Every film you see, you already know what’s going to happen. From the initial trailer to the opening credits, there are too many clues to not to see the end coming. We know who will live, who will die, who will get their happy ending, who will overcome the barriers to success and so forth. As the plot shifts through sequencing, surprises, and other signifiers, we tend to easily alter our understanding of what to expect based on what we already know, specifically the genre. In all movies, the genre that’s given is merely a small detail of what it’s about, but they never give the full picture. And that’s where subgenres come in.

In film subgenres are the most direct and simple way to understand what will happen before it does. In many ways, subgenres are the answer to spoilers, a way in which viewers can see for themselves how the story unfolds. In doing so, they are aware of how the director and screenwriter manipulates our expectations from moment to moment. To fully understand their impact, I’m going to look at the thriller genre to show how complex these supposedly simple narrative markers can be.

Not only a victim of multiple personalities, but also a victim of three different sub-genres.

Glass

M. Night Shyamalan’s Glass (2019) is known as a psychological superhero thriller. The movie is an excessive display of shifting concepts and focus, depending on what character and subgenre is center stage. For example, James McAvoy’s character, Kevin Wendell Crumb, is the victim of past traumatic experiences and suffers from multiple personality disorder and these two facts split into two well-worn subgenres: the traumatic past narrative and the multiple personality narrative. Not only that, Crumb kicks off the film by kidnapping three cheerleaders. And so, in an incredibly complex arrangement, we see Crumb through these three competing subgenres.

Shyamalan is clearly playing with our minds. For instance, he uses aspects of kidnapping and captivity throughout the film to complicate our understanding of the story, a technique he also uses in the first two films of this loose trilogy, Unbreakable (2000) and Split (2016). However, in Glass the genre of kidnapping is flipped upside down where the kidnapper is kidnapped and held hostage at a mental institution. In a strange way, that switch in subgenres allows for a change in what we feel about the characters. With the switching of genres, Crumb goes from victimizer to victim. He then, even more abnormally, becomes part of a team of victims that include Samuel L. Jackson’s Elijah Price and Bruce Willis’s David Dunn.

An odd team for a caper film


Shyamalan uses the concept of mental institutions to reframe how we see these characters and in turn allows him to use one genre (the mental institution) to slip to another genre (the escape). All of sudden it becomes an escape film, which it always was, and also in a weird way a “team on a mission: film. As the story unfolds, Price aka Mr. Glass is the only person that knows the whole story of their history together, leaving Crumb and David to realize that they have been played. They aren’t in a captivity narrative, or an escape film, or a buddy film, but caught in a master plot worthy of a James Bond villain.

All while these events play out, there is a hidden character right in front of their very own eyes--Dr. Ellie Staple (Sarah Paulson). She takes part in this secret organization that deals with people who honestly believe that they have superpowers. She creates this other dimension of manipulation and control, especially since she is the overseer of the mental facility. She has the ultimate power in the film, but it’s not known until the very end of the film, making her character a kind of complex narrative anomoly. The barrage of one subgenre after another keeps the viewer on edge and makes for a film in which we always know what’s coming, but not really.

■ What you need to do ■
**1.** Name every actor that the article on film subgenres mentions.
**2.** Carry on the article on thriller subgenres in Glass, starting right after its final sentence.

■ Listed entries ■
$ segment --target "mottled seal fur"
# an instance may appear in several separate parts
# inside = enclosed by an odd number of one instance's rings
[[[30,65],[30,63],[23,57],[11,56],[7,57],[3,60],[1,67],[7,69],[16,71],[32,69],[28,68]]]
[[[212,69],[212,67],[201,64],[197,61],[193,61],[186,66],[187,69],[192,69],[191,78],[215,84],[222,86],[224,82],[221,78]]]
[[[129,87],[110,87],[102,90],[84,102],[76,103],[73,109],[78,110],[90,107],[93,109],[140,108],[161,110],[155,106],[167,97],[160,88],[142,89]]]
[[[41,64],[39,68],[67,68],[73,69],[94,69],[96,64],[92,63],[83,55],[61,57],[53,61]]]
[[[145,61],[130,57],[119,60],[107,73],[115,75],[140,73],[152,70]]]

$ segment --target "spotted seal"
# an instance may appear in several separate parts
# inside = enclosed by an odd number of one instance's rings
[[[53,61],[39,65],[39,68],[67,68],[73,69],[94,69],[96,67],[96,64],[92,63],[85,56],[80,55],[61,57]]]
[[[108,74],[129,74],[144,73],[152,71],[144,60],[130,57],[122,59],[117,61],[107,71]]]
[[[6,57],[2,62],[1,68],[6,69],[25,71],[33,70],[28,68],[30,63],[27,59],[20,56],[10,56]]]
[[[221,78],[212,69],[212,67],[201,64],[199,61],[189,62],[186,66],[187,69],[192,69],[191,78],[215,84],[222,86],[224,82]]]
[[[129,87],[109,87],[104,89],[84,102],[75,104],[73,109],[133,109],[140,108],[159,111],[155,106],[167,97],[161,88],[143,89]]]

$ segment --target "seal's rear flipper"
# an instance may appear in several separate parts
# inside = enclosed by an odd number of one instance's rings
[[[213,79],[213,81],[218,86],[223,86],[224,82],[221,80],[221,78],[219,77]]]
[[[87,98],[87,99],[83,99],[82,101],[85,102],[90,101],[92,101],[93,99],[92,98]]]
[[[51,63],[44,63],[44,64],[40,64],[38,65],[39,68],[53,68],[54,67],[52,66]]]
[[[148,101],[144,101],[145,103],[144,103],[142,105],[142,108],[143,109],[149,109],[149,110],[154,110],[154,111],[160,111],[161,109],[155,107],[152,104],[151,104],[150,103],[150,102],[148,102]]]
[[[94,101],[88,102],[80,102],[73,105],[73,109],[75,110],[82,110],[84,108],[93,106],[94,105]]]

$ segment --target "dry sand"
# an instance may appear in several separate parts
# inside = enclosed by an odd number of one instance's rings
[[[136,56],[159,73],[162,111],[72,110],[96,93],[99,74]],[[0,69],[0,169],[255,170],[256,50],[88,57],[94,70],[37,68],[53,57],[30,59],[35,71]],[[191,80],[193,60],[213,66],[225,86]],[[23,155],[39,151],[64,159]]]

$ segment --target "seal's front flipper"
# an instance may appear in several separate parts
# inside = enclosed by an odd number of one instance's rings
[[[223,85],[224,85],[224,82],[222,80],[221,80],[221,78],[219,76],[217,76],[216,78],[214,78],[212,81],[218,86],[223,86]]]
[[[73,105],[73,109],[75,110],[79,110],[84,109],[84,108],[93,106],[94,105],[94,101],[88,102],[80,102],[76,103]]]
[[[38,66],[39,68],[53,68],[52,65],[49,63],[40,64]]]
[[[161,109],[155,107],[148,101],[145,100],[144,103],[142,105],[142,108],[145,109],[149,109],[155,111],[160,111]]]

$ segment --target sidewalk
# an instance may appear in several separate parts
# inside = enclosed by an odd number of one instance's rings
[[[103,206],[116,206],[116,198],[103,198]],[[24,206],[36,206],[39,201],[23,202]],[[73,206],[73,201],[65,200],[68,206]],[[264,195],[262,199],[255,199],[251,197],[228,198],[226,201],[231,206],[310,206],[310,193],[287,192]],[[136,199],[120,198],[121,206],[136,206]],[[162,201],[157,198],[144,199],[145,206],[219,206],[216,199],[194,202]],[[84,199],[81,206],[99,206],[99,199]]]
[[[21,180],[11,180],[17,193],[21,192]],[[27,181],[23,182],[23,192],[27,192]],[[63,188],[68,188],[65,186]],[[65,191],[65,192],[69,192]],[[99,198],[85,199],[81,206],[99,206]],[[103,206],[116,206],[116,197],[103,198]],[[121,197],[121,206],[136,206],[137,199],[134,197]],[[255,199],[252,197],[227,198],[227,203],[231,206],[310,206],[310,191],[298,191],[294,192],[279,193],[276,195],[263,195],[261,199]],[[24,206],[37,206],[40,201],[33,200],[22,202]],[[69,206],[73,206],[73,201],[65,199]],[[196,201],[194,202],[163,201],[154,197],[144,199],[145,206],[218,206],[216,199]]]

■ In response ■
**1.** James McAvoy, Samuel L. Jackson, Bruce Willis, Sarah Paulson

**2.**
Extraction


Sam Hargrave’s Extraction (2020) starring Chris Hemsworth is known as ‘just’ another Netflix action thriller. Contrary to popular belief, this nondescript action flick is an interesting display of how subgenres can take over a movie. Right from the start of the film, we know that Hemsworth’s character, Tyler, is suffering. We see bits and pieces of his traumatic past, which has something to do with his young son dying. This narrative of loss is in tension with the more action oriented lone wolf mercenary narrative: he takes a job to rescue the kidnapped son of an incarcerated Indian drug lord, but we find out it’s really to rescue his soul. Unlike Glass, Extraction doesn’t slip from subgenre to subgenre, but effortlessly merge them into one seamless whole.

This man wants to be a traditional father

By attempting to recover the kidnapped son, Ovi Mahajan, the boy unknowingly brings out Tyler’s paternal instincts. And so, Extraction is at one and the same time a kidnapping film, a chase film, a parent film, and a redemption film. In saving Ovi, Tyler dies, which is perfect, because he redeems the loss of his son by saving another surrogate son. He both completes his mission and reworks his life at the same time. The order of the world is made right, as the father dies before the son and the two genres (redemption and action) become one.

Parasite

Bong Joon-Ho’s Oscar-winning and much acclaimed Parasite (2019) is a unique play on the black-comedy thriller. The story begins with a class comparison between the rich Park’s and the poor Kim’s, which Joon-Ho turns into a brilliant visual comparison between their two homes. The Kim’s live in a small, shabby basement apartment, while the Park’s live in a beautiful, extravagant urban oasis in the most expensive part of Seoul. The Kim’s somehow manage to trick the Park’s into hiring them by getting their employees fired one-by-one in a series of hilarious con games. They then pose as highly-trained servants and serve as over-the-top references for each other until all the Kim’s are hired by the Park’s. This is the first sub-generic move on Joon-Ho’s part, combining the family secret film with the caper film.

As the film moves forward, one of the former employees, Moon-gwang, comes back to retrieve something from the basement of the Park mansion while the family is away on a camping trip. As the Kim’s are indulging themselves at the Park’s, Moon-gwang eavesdrops on them and discovers who they really are and what they are getting away with. She intends to tell her former employers of the Kim’s deceit, which in turn creates a battle between the servant class. So, what started out as class warfare turns into inter-class warfare. Instead of the normal battle between high and low, the battle lines are horizontal, going across the same class, a kind of crazy low-class version of Keeping up with the Joneses.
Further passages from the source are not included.